● **SET PROBLEM**: Exactly and only the lines from the one with "# point at: evergreen" through the end of the listing are to be transcribed, both ends included.
========================================================================
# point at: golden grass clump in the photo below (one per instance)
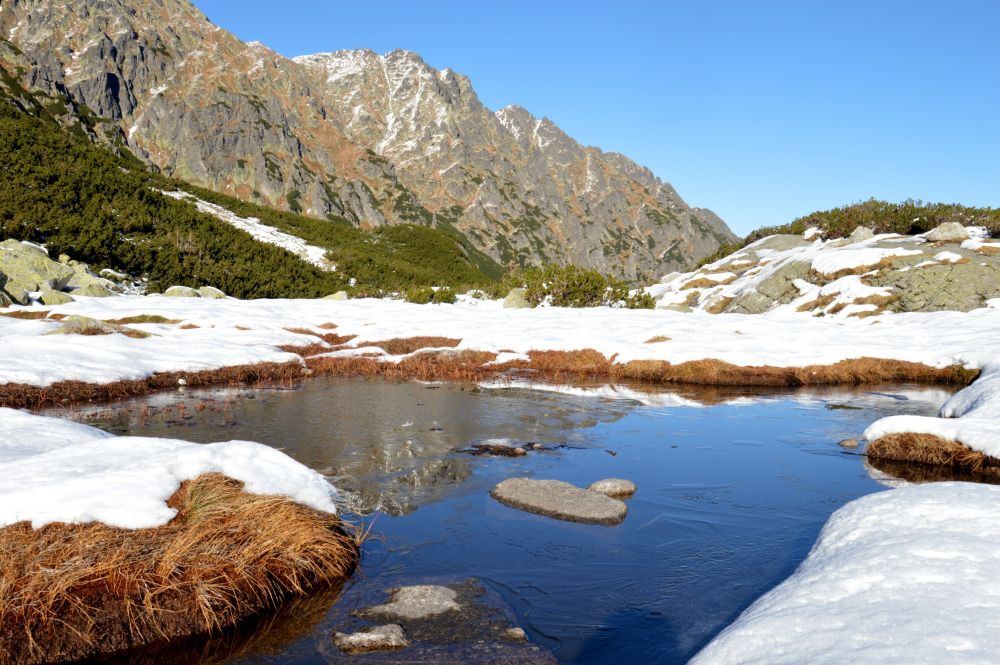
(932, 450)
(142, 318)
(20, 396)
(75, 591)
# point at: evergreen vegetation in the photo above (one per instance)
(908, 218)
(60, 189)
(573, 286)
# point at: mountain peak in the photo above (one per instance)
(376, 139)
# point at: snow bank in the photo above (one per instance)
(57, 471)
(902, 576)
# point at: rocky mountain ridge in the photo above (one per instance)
========================================================================
● **COMPLETED TASK**:
# point at: evergreen vegetation in the photo above (one per instance)
(908, 218)
(60, 189)
(573, 286)
# point at: mountain peak in the photo above (one per instance)
(376, 139)
# point at: snow bank in the photo above (one per instance)
(57, 471)
(902, 576)
# point at: rocky mountain ridge in the photo above (one per instance)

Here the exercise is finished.